> **Goal of the exercise**
From the first line to the last, print the data exactly.

Data records
####################
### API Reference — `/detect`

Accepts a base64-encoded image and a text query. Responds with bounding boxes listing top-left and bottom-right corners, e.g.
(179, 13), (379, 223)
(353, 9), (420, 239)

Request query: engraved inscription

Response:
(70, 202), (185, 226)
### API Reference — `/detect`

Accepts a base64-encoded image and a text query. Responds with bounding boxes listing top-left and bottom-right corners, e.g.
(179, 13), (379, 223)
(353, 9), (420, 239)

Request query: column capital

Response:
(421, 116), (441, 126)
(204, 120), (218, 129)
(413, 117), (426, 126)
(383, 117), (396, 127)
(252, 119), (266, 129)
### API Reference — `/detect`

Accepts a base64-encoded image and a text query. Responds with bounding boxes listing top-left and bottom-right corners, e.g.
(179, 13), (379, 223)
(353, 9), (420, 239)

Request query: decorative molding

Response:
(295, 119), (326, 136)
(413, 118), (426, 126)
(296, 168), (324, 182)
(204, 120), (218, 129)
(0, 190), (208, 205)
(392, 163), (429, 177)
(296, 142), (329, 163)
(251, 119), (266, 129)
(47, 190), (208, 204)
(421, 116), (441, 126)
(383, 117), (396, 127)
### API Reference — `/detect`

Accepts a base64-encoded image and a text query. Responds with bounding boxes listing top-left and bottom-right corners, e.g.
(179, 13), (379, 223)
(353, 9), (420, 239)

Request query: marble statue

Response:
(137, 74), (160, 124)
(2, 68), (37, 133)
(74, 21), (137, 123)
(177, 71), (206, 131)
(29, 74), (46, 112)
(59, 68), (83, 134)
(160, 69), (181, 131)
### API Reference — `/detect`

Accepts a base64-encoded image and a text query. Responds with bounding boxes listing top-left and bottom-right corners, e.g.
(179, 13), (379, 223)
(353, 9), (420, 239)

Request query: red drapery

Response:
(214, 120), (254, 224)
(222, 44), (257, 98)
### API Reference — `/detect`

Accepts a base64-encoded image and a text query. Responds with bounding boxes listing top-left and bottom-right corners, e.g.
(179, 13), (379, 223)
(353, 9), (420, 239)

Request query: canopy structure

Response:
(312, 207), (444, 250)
####################
> **Solution for this problem**
### API Reference — `/detect`

Accepts a base64-encoded image and a text query. Responds with bounding boxes listing top-left and bottom-right corners, e.g.
(179, 13), (379, 223)
(353, 9), (420, 239)

Request query: engraved inscription

Response:
(70, 202), (185, 226)
### API Reference — `/detect`

Accepts a base64-encoded image and a text query. Responds with bounding boxes listing top-left and bottom-right corners, e.g.
(179, 13), (379, 223)
(353, 9), (420, 239)

Request query: column capital

Response:
(421, 116), (441, 126)
(204, 120), (218, 129)
(413, 117), (426, 126)
(383, 117), (396, 127)
(252, 119), (266, 129)
### API Reference — `/detect`

Accepts a base64-encoded image and a text query. Responds with bounding boxes listing top-left and bottom-right corners, e.g.
(179, 13), (379, 223)
(353, 9), (420, 239)

Request query: decorative molding

Response:
(295, 119), (326, 136)
(413, 118), (426, 126)
(296, 168), (324, 182)
(204, 120), (218, 129)
(0, 190), (208, 205)
(392, 163), (429, 177)
(296, 142), (329, 163)
(251, 119), (266, 129)
(47, 190), (208, 204)
(421, 116), (441, 126)
(383, 117), (396, 127)
### API Reference — `/detect`

Accepts a base64-encoded image and a text query. Responds with bounding boxes listing top-left and bottom-right corners, e.g.
(179, 13), (379, 223)
(353, 9), (420, 239)

Request query: marble statue

Response:
(137, 74), (160, 124)
(2, 68), (37, 133)
(74, 21), (137, 123)
(177, 71), (206, 131)
(29, 74), (46, 112)
(59, 68), (83, 134)
(160, 69), (181, 131)
### API Reference — `/detect`

Accepts a base64-encoded image and a text query. Responds with bounding boxes listing top-left and bottom-right corners, e.g.
(179, 13), (379, 223)
(353, 9), (420, 239)

Request query: red drapery

Response:
(214, 120), (254, 224)
(222, 44), (257, 98)
### API Reference — `/detect`

Accepts a base64-encoded image and a text query. Responds with bounding boxes listing top-left and bottom-right corners, e.g.
(179, 13), (379, 223)
(353, 9), (420, 239)

Request query: canopy structure

Response:
(312, 207), (444, 250)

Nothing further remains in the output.